◆ **EXERCISE OBJECTIVE**:
Nothing other than the lines from the one containing "Would you mind marking the yellow jacket" through the close of the entries below should be printed, each exactly.

◆ **SUPPLIED DATA**:
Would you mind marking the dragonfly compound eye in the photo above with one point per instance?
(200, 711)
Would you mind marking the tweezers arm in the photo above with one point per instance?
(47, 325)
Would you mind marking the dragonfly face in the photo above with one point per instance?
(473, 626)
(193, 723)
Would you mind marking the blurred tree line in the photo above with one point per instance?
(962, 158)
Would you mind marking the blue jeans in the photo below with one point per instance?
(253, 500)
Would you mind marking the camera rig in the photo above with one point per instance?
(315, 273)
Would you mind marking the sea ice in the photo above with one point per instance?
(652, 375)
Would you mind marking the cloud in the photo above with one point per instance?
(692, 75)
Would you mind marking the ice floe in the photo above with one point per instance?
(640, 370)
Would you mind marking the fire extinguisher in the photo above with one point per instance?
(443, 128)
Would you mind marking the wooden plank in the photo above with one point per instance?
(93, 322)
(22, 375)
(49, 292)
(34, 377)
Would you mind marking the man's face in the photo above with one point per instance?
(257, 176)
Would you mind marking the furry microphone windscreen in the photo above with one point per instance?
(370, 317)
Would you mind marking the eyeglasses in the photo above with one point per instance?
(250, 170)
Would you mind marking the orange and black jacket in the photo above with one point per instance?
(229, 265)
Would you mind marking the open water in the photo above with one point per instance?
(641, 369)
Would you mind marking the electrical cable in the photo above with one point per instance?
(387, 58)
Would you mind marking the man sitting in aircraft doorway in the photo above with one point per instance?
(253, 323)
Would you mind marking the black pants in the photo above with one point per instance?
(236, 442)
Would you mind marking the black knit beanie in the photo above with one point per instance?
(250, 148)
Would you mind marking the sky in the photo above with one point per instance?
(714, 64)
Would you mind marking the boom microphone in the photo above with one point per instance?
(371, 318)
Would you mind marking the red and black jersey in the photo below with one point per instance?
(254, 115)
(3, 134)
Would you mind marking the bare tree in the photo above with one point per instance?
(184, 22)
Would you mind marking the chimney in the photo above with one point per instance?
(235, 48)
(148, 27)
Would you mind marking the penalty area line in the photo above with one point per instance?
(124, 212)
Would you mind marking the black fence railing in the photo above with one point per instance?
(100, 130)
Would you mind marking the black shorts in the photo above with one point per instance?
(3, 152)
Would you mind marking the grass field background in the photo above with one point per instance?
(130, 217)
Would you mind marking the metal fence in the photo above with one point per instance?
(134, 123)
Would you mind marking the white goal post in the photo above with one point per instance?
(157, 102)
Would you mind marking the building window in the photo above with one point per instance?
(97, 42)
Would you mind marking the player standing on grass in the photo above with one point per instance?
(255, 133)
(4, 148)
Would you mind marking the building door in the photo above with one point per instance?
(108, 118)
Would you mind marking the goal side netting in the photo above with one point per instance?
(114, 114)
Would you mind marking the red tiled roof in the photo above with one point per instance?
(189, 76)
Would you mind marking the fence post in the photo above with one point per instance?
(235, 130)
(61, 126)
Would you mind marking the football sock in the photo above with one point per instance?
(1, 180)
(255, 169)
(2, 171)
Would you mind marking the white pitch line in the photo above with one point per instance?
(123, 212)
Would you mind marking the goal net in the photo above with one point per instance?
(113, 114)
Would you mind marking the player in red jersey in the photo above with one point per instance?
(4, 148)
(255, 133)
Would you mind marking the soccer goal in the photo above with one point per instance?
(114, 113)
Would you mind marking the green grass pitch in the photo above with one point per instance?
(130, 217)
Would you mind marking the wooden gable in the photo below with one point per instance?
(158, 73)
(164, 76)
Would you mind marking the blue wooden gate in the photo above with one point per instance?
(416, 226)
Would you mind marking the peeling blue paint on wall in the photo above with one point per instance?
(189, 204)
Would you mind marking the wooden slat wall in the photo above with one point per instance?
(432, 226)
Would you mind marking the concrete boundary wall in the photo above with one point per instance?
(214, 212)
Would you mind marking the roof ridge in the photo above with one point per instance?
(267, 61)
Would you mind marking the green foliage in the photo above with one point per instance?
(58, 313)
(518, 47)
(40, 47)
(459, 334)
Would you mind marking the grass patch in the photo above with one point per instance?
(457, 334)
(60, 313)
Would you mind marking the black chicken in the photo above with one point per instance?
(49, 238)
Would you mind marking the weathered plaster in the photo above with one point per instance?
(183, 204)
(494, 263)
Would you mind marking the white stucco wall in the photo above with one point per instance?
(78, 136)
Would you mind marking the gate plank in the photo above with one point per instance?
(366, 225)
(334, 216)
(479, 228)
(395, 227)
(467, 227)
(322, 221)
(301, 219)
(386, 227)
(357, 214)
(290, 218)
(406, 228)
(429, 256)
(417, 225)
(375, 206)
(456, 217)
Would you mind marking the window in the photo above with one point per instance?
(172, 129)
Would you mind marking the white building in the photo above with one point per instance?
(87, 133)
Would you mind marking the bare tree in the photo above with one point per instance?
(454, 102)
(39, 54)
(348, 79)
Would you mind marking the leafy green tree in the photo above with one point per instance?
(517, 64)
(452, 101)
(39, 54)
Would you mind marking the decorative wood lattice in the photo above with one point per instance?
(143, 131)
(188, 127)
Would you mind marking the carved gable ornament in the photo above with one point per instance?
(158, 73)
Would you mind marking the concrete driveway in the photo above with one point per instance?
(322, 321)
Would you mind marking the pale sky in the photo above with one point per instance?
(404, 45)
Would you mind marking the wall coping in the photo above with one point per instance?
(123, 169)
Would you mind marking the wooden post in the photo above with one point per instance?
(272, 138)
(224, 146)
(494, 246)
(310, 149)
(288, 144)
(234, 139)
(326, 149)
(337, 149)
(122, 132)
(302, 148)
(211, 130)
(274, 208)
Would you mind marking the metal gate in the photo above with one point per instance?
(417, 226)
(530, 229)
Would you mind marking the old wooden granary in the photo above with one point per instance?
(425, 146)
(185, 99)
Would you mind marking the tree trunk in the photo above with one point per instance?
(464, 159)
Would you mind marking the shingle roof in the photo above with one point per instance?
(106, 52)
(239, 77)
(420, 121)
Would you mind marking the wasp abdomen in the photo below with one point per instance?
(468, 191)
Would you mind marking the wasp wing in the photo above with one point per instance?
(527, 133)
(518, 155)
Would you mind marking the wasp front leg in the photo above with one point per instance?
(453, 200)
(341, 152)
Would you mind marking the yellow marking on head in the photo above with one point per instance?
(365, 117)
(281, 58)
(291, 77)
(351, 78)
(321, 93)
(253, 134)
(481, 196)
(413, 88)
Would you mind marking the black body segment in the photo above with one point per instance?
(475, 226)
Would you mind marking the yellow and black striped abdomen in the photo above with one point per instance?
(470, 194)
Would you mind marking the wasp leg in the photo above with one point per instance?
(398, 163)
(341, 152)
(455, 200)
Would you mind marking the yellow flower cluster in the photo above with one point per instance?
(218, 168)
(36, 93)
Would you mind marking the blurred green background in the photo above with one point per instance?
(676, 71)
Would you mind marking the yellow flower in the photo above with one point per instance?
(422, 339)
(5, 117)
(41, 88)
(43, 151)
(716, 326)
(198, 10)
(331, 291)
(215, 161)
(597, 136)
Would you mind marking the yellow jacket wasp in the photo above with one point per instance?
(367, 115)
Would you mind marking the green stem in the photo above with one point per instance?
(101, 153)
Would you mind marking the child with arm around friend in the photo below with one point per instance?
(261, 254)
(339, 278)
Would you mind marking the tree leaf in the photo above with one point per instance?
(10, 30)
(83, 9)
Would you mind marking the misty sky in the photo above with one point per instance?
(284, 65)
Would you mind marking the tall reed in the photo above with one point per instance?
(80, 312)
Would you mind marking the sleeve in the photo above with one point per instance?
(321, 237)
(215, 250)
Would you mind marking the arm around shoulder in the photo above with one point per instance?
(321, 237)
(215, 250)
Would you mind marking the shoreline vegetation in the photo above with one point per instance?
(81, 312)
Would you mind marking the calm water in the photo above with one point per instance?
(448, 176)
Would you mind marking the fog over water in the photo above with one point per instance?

◆ **EXERCISE RESULT**:
Would you mind marking the yellow jacket wasp in the photo above with one point per instance?
(367, 115)
Would you mind marking the green stem in the photo above with one point per instance?
(101, 153)
Would you mind marking the child with arm around friend in the photo below with one point per instance?
(261, 254)
(339, 278)
Would you mind marking the tree leaf in the photo above with one point per instance?
(10, 30)
(83, 9)
Would you mind marking the misty sky in the photo above with one point per instance?
(284, 65)
Would you mind marking the tall reed in the photo above with one point per instance?
(80, 312)
Would you mind marking the sleeve in the photo above with one point per instance?
(321, 237)
(215, 250)
Would you mind marking the arm around shoulder in the photo above with one point per instance?
(321, 237)
(215, 250)
Would you mind marking the shoreline vegetation in the photo above with one point per instance?
(81, 312)
Would you mind marking the calm water in the photo above with one point per instance?
(448, 176)
Would you mind marking the fog over water in the photo above with one point per instance?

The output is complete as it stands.